A run of records

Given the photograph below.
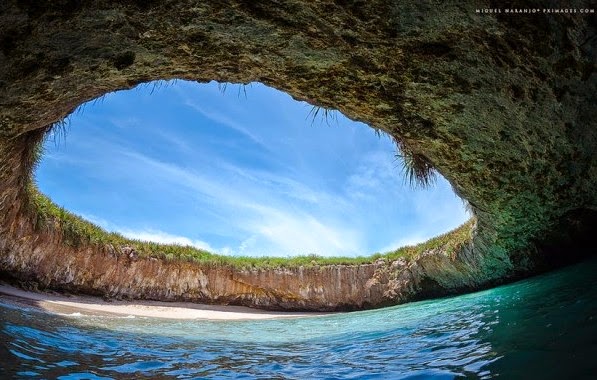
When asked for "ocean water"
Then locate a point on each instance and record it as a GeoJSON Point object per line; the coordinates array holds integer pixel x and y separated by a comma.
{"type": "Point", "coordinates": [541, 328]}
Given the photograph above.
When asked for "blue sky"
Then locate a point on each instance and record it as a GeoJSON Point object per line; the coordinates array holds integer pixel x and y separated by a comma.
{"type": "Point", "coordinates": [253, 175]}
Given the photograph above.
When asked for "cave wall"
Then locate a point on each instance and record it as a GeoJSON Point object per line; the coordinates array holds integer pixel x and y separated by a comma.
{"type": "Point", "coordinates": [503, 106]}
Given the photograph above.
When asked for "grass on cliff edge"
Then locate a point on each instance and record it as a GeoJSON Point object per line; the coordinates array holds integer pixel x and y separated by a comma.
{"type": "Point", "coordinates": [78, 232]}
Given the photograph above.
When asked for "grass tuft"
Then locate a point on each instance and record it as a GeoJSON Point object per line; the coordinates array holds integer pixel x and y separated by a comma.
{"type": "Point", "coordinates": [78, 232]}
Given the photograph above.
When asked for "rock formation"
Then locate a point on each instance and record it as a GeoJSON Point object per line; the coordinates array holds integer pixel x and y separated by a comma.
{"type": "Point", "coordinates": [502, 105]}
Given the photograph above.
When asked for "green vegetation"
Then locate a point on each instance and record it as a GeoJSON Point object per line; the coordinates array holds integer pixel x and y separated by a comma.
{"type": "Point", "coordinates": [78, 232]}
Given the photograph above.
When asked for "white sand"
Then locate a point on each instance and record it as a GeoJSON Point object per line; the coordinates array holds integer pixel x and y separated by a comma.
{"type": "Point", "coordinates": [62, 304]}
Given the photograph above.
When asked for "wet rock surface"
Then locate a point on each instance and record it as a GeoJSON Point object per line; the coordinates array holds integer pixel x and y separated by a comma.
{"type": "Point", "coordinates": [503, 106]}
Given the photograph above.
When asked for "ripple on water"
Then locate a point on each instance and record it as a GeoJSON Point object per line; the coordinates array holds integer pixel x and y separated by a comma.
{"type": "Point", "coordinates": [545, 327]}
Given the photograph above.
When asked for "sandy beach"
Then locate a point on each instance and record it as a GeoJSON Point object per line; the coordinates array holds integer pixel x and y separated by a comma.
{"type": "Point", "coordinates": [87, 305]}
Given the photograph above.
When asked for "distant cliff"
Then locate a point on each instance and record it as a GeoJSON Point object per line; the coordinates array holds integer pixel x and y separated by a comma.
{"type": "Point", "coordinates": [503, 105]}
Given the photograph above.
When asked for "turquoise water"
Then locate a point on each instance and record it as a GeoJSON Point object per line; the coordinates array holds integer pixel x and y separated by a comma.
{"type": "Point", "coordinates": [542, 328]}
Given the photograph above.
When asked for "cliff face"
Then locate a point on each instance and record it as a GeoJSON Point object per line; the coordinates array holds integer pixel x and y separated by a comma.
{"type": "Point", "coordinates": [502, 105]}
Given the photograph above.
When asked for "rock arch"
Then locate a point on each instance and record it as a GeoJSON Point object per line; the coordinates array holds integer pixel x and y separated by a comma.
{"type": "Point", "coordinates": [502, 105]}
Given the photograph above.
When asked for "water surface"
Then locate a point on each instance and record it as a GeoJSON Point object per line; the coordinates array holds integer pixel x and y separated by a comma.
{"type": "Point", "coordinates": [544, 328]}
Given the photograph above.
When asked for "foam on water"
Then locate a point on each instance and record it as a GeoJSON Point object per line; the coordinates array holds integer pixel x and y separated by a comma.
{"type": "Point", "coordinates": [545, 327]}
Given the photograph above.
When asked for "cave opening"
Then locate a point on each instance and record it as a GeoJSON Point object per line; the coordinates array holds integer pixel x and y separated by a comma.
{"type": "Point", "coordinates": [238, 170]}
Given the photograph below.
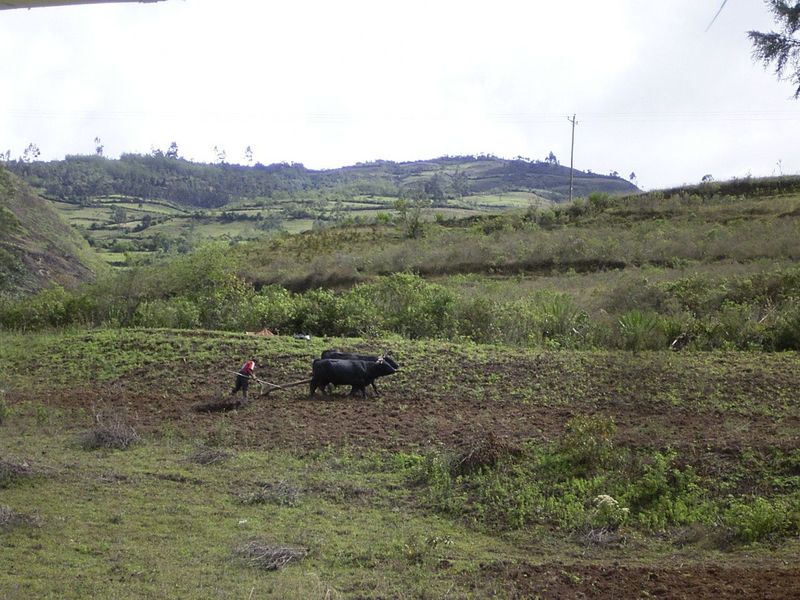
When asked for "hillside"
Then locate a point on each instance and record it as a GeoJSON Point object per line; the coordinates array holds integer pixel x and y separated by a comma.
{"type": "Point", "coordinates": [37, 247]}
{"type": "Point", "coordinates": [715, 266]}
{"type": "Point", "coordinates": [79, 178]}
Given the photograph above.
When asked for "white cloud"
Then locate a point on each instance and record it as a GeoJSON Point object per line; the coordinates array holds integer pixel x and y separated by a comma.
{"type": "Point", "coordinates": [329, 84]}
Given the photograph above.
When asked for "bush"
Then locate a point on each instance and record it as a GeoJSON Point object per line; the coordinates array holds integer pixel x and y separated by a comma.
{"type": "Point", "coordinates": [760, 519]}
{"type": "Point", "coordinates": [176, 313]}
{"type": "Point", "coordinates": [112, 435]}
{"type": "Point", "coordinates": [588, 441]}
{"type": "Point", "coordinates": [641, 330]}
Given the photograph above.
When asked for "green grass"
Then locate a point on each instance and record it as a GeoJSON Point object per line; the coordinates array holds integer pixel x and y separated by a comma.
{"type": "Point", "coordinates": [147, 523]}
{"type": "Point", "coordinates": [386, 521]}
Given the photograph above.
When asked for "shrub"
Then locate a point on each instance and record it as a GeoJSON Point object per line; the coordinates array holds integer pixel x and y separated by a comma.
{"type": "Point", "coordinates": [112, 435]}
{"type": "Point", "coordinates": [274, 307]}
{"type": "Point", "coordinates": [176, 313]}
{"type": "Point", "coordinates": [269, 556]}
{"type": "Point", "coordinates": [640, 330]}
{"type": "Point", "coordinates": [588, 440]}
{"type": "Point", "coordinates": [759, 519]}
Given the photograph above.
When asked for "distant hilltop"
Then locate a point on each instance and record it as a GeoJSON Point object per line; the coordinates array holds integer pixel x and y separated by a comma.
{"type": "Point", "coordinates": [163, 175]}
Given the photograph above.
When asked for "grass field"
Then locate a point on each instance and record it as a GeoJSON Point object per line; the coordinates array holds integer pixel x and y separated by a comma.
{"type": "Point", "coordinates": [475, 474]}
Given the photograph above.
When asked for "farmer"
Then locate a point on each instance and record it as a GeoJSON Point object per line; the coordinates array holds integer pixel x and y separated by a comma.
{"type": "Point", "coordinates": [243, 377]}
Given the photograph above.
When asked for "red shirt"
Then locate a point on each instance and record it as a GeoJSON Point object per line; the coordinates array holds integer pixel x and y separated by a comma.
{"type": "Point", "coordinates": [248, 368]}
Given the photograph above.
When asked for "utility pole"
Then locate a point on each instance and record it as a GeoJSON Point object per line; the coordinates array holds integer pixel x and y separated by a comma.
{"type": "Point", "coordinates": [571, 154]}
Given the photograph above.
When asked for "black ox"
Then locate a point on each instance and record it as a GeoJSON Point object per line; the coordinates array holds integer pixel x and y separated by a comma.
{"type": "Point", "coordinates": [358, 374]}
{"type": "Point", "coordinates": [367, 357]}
--
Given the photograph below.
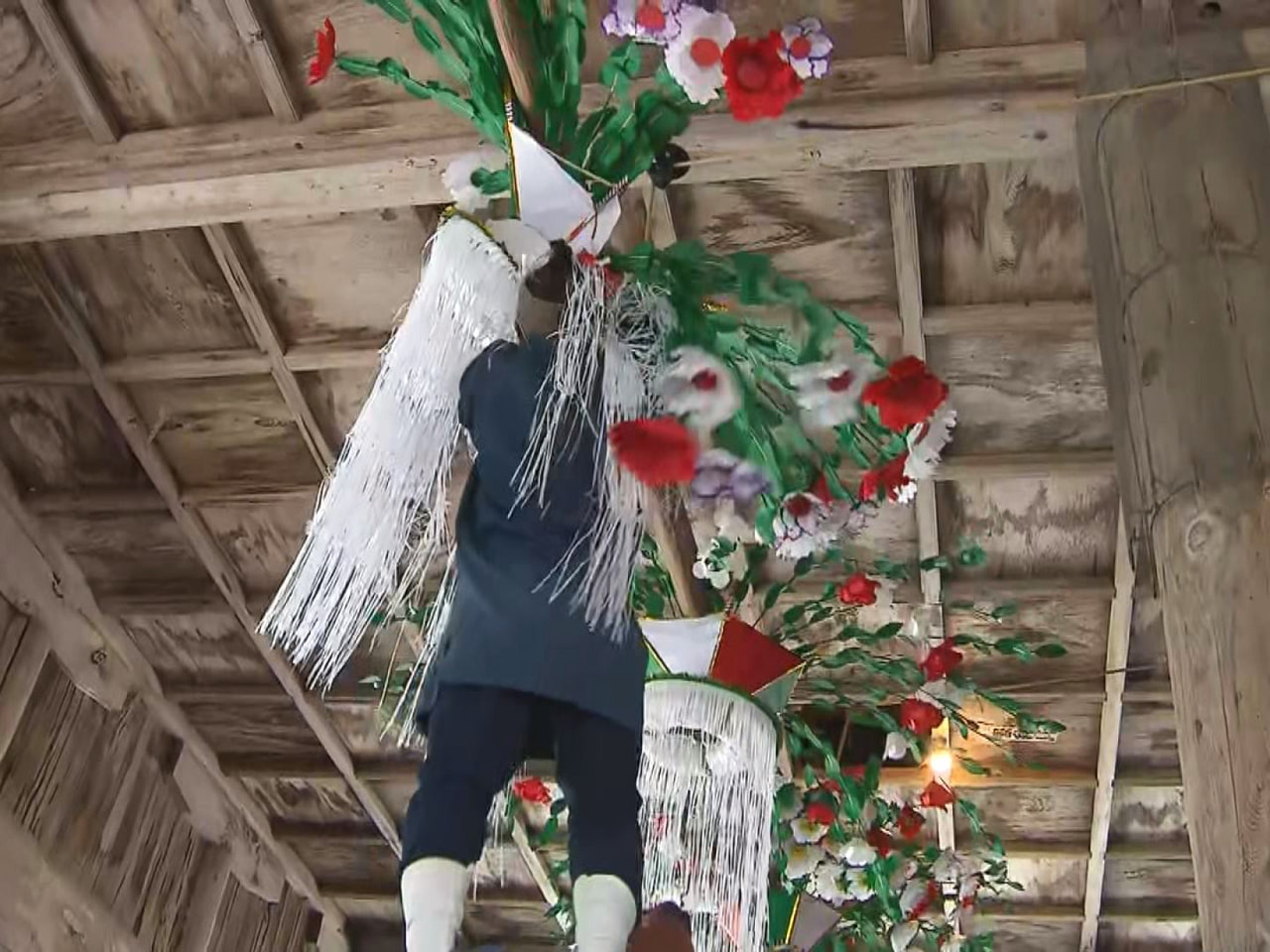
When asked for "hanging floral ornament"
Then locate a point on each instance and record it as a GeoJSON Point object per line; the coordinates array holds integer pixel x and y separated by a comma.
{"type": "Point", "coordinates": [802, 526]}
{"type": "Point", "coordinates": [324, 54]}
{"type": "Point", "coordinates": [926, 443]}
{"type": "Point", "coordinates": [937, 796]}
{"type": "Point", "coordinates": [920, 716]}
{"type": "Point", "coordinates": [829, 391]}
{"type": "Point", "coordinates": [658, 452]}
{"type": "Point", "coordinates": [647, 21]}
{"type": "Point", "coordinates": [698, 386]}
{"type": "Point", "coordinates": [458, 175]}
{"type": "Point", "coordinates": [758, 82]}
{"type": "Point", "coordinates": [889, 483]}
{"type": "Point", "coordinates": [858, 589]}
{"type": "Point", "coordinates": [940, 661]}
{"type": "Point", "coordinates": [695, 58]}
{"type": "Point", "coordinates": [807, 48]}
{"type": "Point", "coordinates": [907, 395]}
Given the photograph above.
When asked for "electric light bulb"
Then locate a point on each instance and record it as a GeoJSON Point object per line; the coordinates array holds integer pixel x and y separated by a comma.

INSTRUCTIONS TO FOLLOW
How many lines of the records above contain the string "surface"? Give only the number.

THE COMPLETED TASK
2